Instructions for the task :: What is needed is an exact copy of the lines in the listing below, from the one with "[[1189, 133], [849, 603]]" up to and including the one with "[[174, 549], [831, 354]]", with no other lines.

Data supplied ::
____

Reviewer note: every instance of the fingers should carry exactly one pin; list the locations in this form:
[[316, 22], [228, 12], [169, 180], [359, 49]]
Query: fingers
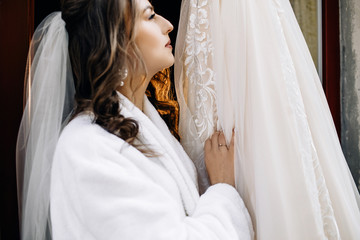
[[207, 146], [215, 140]]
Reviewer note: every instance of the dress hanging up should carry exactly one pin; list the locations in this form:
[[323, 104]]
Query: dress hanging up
[[244, 64]]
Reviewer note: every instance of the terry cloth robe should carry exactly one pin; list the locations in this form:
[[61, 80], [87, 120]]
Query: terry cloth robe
[[103, 188]]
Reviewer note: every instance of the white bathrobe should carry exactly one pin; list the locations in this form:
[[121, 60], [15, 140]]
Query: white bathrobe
[[103, 188]]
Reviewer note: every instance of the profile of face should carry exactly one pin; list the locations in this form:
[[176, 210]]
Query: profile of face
[[152, 38]]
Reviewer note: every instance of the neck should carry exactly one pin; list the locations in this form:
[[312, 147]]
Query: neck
[[136, 92]]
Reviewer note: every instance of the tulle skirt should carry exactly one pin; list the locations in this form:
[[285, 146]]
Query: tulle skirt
[[244, 64]]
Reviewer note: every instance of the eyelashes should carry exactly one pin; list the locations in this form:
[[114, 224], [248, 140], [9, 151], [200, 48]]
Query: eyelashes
[[152, 16]]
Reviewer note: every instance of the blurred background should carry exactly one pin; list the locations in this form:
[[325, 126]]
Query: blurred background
[[331, 29]]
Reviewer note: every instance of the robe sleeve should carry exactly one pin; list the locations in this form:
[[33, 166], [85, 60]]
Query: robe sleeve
[[100, 193]]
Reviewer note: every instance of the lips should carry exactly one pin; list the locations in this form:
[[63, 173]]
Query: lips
[[168, 44]]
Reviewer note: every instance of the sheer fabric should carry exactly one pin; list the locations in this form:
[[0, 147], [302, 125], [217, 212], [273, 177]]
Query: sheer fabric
[[49, 93], [245, 65]]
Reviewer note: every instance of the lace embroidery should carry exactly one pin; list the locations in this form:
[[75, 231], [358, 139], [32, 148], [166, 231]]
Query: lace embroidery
[[198, 65], [313, 172]]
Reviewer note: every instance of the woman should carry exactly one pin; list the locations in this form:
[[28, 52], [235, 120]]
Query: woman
[[116, 172], [245, 64]]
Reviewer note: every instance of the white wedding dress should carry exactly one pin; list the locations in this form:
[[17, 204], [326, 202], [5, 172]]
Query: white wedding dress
[[244, 64]]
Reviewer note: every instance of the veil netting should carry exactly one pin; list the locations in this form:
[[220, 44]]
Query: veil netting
[[49, 93], [244, 64]]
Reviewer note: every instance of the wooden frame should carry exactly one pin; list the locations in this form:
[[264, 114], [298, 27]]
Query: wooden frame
[[331, 58]]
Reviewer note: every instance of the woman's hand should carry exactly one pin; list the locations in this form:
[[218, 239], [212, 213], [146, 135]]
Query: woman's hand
[[219, 159]]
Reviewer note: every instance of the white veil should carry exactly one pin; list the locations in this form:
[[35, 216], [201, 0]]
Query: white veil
[[49, 94], [245, 64]]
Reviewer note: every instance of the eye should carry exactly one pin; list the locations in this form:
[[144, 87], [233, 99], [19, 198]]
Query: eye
[[152, 16]]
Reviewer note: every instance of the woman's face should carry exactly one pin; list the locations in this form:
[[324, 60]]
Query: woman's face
[[152, 38]]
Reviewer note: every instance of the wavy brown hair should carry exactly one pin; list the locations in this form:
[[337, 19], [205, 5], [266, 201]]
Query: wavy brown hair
[[101, 42]]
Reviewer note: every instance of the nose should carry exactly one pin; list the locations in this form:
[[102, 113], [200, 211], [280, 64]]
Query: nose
[[167, 26]]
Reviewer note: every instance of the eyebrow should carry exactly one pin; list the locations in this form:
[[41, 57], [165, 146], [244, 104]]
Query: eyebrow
[[149, 7]]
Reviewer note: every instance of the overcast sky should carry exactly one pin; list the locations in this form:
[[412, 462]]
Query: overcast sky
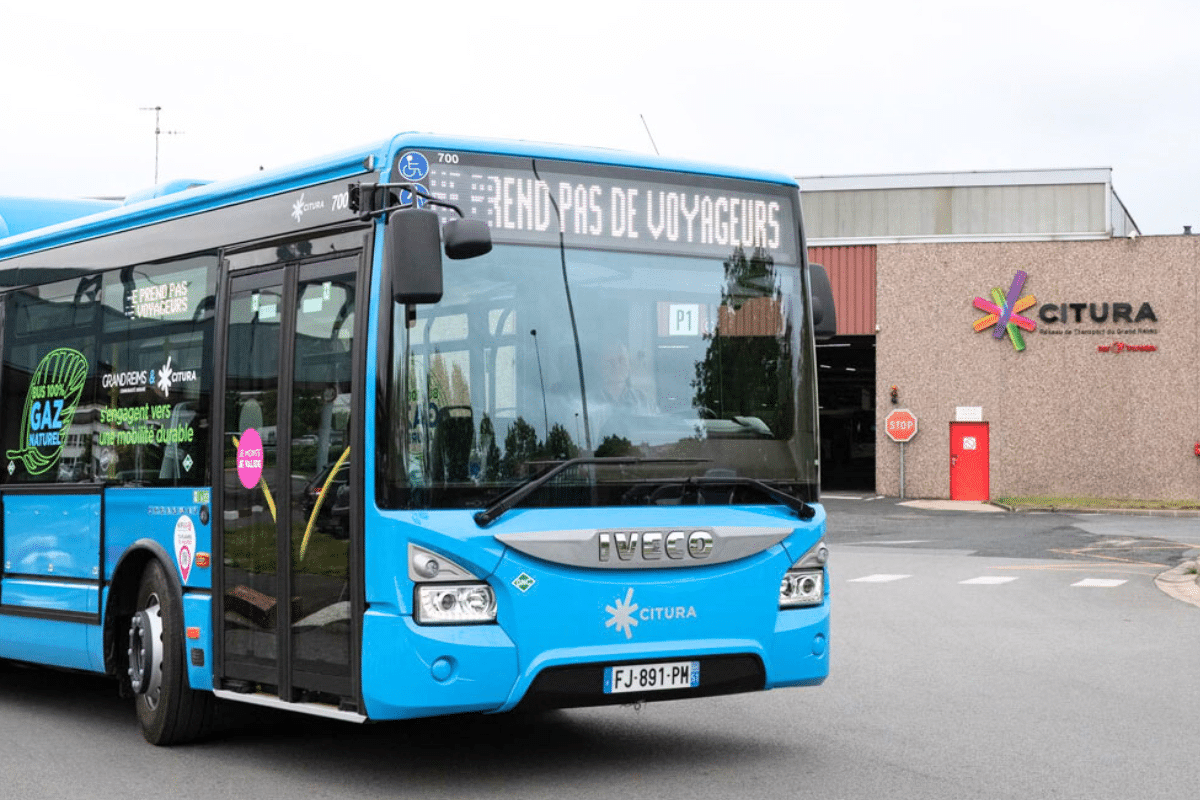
[[821, 88]]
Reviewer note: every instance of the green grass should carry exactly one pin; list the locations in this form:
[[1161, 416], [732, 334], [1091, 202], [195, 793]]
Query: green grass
[[1099, 504]]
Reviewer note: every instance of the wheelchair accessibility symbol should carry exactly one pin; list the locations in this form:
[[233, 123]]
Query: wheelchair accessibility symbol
[[413, 167]]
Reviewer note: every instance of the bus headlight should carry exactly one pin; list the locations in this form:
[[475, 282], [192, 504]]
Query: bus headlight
[[802, 588], [803, 584], [455, 603]]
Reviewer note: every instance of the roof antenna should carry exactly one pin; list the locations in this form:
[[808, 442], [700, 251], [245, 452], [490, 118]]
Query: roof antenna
[[649, 134], [157, 132]]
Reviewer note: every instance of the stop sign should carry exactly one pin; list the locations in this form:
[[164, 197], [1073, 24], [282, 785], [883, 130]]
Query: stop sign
[[900, 425]]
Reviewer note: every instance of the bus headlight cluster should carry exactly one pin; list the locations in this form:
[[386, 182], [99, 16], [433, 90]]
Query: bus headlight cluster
[[802, 588], [448, 593], [803, 584], [449, 603]]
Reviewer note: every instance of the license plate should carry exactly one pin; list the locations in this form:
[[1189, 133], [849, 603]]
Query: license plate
[[651, 678]]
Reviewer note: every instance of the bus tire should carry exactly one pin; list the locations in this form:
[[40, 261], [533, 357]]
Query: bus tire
[[169, 711]]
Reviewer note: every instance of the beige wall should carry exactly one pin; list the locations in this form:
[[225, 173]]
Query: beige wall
[[1063, 417]]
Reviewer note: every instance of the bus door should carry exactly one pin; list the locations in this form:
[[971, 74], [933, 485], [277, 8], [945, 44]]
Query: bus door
[[287, 623]]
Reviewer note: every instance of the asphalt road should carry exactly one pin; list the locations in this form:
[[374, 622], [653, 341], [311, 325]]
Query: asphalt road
[[973, 656]]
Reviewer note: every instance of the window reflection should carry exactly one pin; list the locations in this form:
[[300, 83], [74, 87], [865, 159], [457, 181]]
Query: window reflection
[[669, 358]]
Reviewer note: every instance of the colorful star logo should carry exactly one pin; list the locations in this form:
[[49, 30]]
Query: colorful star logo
[[1005, 312]]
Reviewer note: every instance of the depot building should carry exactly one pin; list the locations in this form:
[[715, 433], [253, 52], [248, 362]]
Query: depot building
[[1043, 346]]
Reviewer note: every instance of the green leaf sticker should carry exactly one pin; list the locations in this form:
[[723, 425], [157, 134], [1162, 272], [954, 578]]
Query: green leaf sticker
[[54, 392]]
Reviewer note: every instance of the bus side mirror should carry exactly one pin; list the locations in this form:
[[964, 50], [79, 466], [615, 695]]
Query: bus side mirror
[[467, 239], [825, 316], [413, 256]]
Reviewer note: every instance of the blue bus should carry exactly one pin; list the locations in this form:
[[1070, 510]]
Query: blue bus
[[432, 426]]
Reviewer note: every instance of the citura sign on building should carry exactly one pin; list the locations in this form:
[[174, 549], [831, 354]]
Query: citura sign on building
[[900, 425]]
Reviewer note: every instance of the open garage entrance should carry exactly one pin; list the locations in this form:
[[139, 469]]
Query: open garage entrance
[[846, 391]]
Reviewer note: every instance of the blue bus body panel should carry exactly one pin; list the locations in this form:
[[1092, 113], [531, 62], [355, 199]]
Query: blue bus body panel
[[198, 614], [52, 535], [21, 215], [51, 642], [551, 614], [142, 515], [573, 152]]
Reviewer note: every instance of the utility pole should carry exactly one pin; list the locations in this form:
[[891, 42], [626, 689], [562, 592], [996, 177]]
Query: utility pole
[[157, 132]]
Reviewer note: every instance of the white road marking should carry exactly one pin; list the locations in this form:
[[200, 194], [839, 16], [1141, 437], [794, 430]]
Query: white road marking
[[879, 578], [1099, 583]]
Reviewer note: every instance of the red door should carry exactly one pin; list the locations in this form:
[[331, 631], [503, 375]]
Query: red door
[[969, 461]]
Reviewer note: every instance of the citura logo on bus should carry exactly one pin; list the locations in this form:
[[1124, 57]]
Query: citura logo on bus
[[654, 545]]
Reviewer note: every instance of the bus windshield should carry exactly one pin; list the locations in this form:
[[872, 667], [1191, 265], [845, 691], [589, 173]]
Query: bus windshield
[[537, 355]]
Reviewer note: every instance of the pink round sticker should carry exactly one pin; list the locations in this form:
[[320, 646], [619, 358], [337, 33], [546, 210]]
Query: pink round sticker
[[250, 458]]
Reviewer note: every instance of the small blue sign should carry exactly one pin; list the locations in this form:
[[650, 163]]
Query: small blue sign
[[413, 167]]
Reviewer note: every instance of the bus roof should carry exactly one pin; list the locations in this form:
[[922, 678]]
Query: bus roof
[[37, 226], [19, 215]]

____

The answer ::
[[1189, 133], [849, 603]]
Query: license plate
[[651, 678]]
Reviewer note: every instance of the bus tire should carry exactly one pin; list the locations in this form:
[[40, 261], [533, 357]]
Query: bus tire
[[169, 711]]
Reviewer note: every instance of the beige wall should carry exactly one pin; list the locations in this form:
[[225, 173]]
Query: beige wall
[[1063, 417]]
Reviewer note: every instance of the bus door should carry exactly one pin; list the locations in this form:
[[971, 74], [933, 485], [277, 8], [945, 44]]
Query: bus door
[[287, 623]]
Reviewer note: every instance of the asphalt road should carry exactly one pin; list the locations in this form:
[[374, 622], [653, 341], [311, 325]]
Query: asphalt road
[[973, 656]]
Reviewer note: every instance of the window reflection should carry exactly one pin; list the locations in this form:
[[300, 83], [74, 87], [865, 159], [457, 181]]
Query: window reflection
[[669, 358]]
Reviewer note: every instance of the colorful star logo should carry exactly one pin; list the locations in this form:
[[49, 30]]
Query: colorful star logo
[[1005, 312]]
Reviewer note: every instance of the depot building should carry exactly one pin; list the locations in this form:
[[715, 433], [253, 52], [248, 362]]
Query: depot building
[[1043, 346]]
Reviewer note: every instance of the green leaf sticker should carry exactly one pin; list the locations in this form:
[[723, 425], [157, 134], [1162, 272], [954, 578]]
Query: green leaf sticker
[[54, 392]]
Reviewer note: every instance of the bus side mirror should carry exactly one pin; list the locations in this form:
[[964, 50], [79, 466], [615, 695]]
Query: bus side mirror
[[467, 239], [825, 316], [413, 256]]
Reviewer note: every instance of the blue bus should carry exactly one pin; list the locations in this form:
[[1070, 510]]
Query: blue bus
[[432, 426]]
Reviewer note: every instance of the citura sign on building should carry exactly one pin; list the locations in this form:
[[174, 549], [831, 354]]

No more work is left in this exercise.